WORK TO BE COMPLETED: Reproduce the material below verbatim, keeping every line, character, and line break unchanged.

━━━━━ GIVEN DATA

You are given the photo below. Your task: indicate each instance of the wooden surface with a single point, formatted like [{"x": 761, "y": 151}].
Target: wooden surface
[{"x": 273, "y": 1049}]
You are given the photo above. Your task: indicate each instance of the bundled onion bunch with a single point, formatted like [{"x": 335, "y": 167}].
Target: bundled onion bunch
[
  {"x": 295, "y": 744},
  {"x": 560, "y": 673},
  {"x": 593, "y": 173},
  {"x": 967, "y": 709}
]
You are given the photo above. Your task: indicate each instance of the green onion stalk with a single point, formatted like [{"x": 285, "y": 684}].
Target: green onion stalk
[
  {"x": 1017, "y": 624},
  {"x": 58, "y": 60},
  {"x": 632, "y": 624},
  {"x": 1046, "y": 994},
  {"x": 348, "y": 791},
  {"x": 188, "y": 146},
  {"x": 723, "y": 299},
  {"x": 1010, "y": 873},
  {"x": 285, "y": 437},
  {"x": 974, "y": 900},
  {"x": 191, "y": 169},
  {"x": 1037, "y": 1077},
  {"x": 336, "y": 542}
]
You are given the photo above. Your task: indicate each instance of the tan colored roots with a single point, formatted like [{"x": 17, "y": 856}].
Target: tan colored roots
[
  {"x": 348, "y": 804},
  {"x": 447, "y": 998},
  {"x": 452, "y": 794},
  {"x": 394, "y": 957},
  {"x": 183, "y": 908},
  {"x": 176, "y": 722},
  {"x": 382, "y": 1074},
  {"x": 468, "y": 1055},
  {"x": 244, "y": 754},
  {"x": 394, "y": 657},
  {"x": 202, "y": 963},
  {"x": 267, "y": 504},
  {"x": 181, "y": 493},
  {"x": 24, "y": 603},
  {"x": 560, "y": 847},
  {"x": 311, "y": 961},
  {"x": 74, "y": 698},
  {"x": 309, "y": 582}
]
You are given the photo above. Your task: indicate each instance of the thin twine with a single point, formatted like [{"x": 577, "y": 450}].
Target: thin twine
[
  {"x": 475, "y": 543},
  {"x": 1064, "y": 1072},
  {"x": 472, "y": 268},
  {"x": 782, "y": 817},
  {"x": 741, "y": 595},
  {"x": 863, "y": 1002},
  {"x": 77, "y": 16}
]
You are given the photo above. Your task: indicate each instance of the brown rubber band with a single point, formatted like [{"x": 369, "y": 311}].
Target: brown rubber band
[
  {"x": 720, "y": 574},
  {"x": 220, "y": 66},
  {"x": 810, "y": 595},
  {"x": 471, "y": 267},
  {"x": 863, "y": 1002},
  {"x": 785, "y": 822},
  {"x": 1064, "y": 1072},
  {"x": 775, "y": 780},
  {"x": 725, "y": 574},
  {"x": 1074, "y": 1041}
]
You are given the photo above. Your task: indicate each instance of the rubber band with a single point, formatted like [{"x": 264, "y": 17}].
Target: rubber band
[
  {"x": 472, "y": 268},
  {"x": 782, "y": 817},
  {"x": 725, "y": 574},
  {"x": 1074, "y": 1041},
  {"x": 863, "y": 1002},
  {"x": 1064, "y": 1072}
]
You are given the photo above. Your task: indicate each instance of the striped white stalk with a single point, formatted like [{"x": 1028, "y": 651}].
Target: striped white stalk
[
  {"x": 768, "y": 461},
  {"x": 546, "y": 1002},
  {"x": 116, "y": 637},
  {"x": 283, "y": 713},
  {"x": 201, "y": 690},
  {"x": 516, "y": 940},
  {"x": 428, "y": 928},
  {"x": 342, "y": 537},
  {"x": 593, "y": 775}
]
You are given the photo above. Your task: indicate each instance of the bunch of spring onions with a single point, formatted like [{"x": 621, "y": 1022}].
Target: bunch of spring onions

━━━━━━━━━━

TASK ANSWER:
You are given the photo below. Your task: indicate each instance of the wooden surface with a single point, formatted like [{"x": 761, "y": 151}].
Target: wooden surface
[{"x": 273, "y": 1049}]
You are given the photo above. Your task: indicate each instance of the bundled onion bunch with a single point, formatted like [{"x": 335, "y": 167}].
Target: bundled onion bunch
[
  {"x": 295, "y": 744},
  {"x": 560, "y": 673},
  {"x": 593, "y": 173},
  {"x": 967, "y": 709}
]
You are given the photo above. Your task: indicate each instance of the green onion stalk with a single point, formatted like [{"x": 285, "y": 684}].
Target: green onion stalk
[
  {"x": 1017, "y": 624},
  {"x": 58, "y": 60},
  {"x": 632, "y": 624},
  {"x": 1046, "y": 994},
  {"x": 348, "y": 791},
  {"x": 188, "y": 146},
  {"x": 723, "y": 299},
  {"x": 1010, "y": 873},
  {"x": 285, "y": 437},
  {"x": 974, "y": 900},
  {"x": 191, "y": 169},
  {"x": 1037, "y": 1077},
  {"x": 336, "y": 542}
]
You are given the photo above. Your task: indicate each instance of the tan colored roots with a single point, formatted like [{"x": 17, "y": 856}].
Target: tan colored roots
[
  {"x": 348, "y": 804},
  {"x": 447, "y": 998},
  {"x": 452, "y": 794},
  {"x": 394, "y": 957},
  {"x": 183, "y": 908},
  {"x": 176, "y": 722},
  {"x": 382, "y": 1074},
  {"x": 468, "y": 1055},
  {"x": 244, "y": 754},
  {"x": 394, "y": 657},
  {"x": 202, "y": 963},
  {"x": 267, "y": 504},
  {"x": 181, "y": 493},
  {"x": 24, "y": 603},
  {"x": 560, "y": 847},
  {"x": 311, "y": 961},
  {"x": 74, "y": 698},
  {"x": 309, "y": 582}
]
You are given the photo above. Your task: indicate each instance of the thin twine with a single point, formatted like [{"x": 577, "y": 450}].
Target: thin twine
[
  {"x": 475, "y": 543},
  {"x": 1064, "y": 1072},
  {"x": 472, "y": 268},
  {"x": 782, "y": 817},
  {"x": 741, "y": 595},
  {"x": 863, "y": 1002},
  {"x": 77, "y": 16}
]
You are given the photo above. Your task: indicate each instance of the brown rubber band with a single point, formatted like [{"x": 369, "y": 311}].
Target: brown rubber band
[
  {"x": 720, "y": 574},
  {"x": 220, "y": 66},
  {"x": 810, "y": 595},
  {"x": 471, "y": 267},
  {"x": 863, "y": 1002},
  {"x": 785, "y": 822},
  {"x": 1064, "y": 1072},
  {"x": 775, "y": 780},
  {"x": 725, "y": 574},
  {"x": 1074, "y": 1041}
]
You are given the photo above. Your task: indicate each instance of the rubber band with a single point, formatted like [{"x": 264, "y": 17}].
Target: rubber band
[
  {"x": 472, "y": 268},
  {"x": 782, "y": 817},
  {"x": 725, "y": 574},
  {"x": 1074, "y": 1041},
  {"x": 863, "y": 1002},
  {"x": 1064, "y": 1072}
]
You are given the photo above. Your task: indicate each instance of the striped white stalk with a single point, formatted like [{"x": 1028, "y": 651}].
Target: striped white stalk
[
  {"x": 768, "y": 461},
  {"x": 546, "y": 1002},
  {"x": 116, "y": 637},
  {"x": 283, "y": 713},
  {"x": 201, "y": 690},
  {"x": 516, "y": 940},
  {"x": 428, "y": 928},
  {"x": 342, "y": 537},
  {"x": 593, "y": 775}
]
You are given the photo above. Your task: indicate each instance of the bunch of spring onions with a single point, formatted like [{"x": 621, "y": 1022}].
Target: bunch of spring onions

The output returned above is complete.